What is expected: Reproduce the lines below with every occurrence of "one marker per instance" changed to "one dot per instance". Leave everything else unchanged.

------------

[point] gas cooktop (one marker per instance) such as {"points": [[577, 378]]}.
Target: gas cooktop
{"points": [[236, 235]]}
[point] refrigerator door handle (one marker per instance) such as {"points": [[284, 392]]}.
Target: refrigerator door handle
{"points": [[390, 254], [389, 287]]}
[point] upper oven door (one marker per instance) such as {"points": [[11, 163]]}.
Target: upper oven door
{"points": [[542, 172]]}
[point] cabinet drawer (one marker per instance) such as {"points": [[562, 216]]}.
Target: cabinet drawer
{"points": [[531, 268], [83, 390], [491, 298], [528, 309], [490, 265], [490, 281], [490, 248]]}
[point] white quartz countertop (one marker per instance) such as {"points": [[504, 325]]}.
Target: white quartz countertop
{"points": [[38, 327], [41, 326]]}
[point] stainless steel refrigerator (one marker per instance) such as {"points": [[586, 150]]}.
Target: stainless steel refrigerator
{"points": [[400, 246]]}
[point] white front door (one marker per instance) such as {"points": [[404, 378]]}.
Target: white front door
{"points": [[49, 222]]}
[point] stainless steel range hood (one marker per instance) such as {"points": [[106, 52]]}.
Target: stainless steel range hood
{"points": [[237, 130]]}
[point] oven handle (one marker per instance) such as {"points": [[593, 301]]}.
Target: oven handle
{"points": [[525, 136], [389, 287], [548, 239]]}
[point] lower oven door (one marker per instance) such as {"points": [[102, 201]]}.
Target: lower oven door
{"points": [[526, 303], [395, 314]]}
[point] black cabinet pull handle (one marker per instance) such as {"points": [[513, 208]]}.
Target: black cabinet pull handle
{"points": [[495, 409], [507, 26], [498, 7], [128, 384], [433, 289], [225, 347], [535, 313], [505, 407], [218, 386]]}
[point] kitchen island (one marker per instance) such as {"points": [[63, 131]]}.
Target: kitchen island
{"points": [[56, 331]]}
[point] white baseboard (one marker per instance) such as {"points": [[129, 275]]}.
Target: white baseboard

------------

Expected answer:
[point] gas cooktop (one dot per instance) such as {"points": [[577, 378]]}.
Target: gas cooktop
{"points": [[236, 235]]}
[point] refrigerator door handle (one dot per instance) such as {"points": [[284, 392]]}.
Target: refrigerator door handle
{"points": [[390, 254], [389, 287]]}
[point] upper oven door (one dot per instance) such as {"points": [[11, 163]]}.
Target: upper oven door
{"points": [[542, 172]]}
[point] cabinet drawer (one dot per instance) such as {"points": [[562, 216]]}.
Target: cabinet drawer
{"points": [[531, 268], [83, 390], [491, 298], [528, 309], [490, 265], [490, 281], [490, 248]]}
[point] white quartz countertop (one dot per instance) such as {"points": [[504, 325]]}.
Target: white quartz countertop
{"points": [[38, 327], [41, 326]]}
[point] stainless steel refrigerator (one dot per instance) such as {"points": [[586, 150]]}.
Target: stainless steel refrigerator
{"points": [[400, 246]]}
[point] white front door (one dot per instance) such as {"points": [[404, 378]]}.
Target: white front door
{"points": [[49, 222]]}
[point] stainless steel range hood (one dot per instance) such as {"points": [[106, 52]]}.
Target: stainless steel range hood
{"points": [[237, 130]]}
[point] oven handle (one dot per instance) such as {"points": [[593, 301]]}.
Target: oven handle
{"points": [[525, 136], [389, 287], [548, 239]]}
[point] lower oven door (one dot per instance) such as {"points": [[102, 201]]}.
Target: lower oven door
{"points": [[526, 303], [395, 314]]}
[point] black cabinet pull handle (one dot per instance) such as {"points": [[513, 208]]}.
Target: black cabinet pull handle
{"points": [[495, 409], [507, 26], [498, 7], [128, 384], [433, 289], [225, 347], [535, 313], [505, 407], [218, 386]]}
[point] kitchen island (one dot per instance) such as {"points": [[63, 131]]}.
Target: kitchen island
{"points": [[56, 331]]}
[point] white baseboard (one dot per instance) such as {"points": [[129, 275]]}.
Target: white baseboard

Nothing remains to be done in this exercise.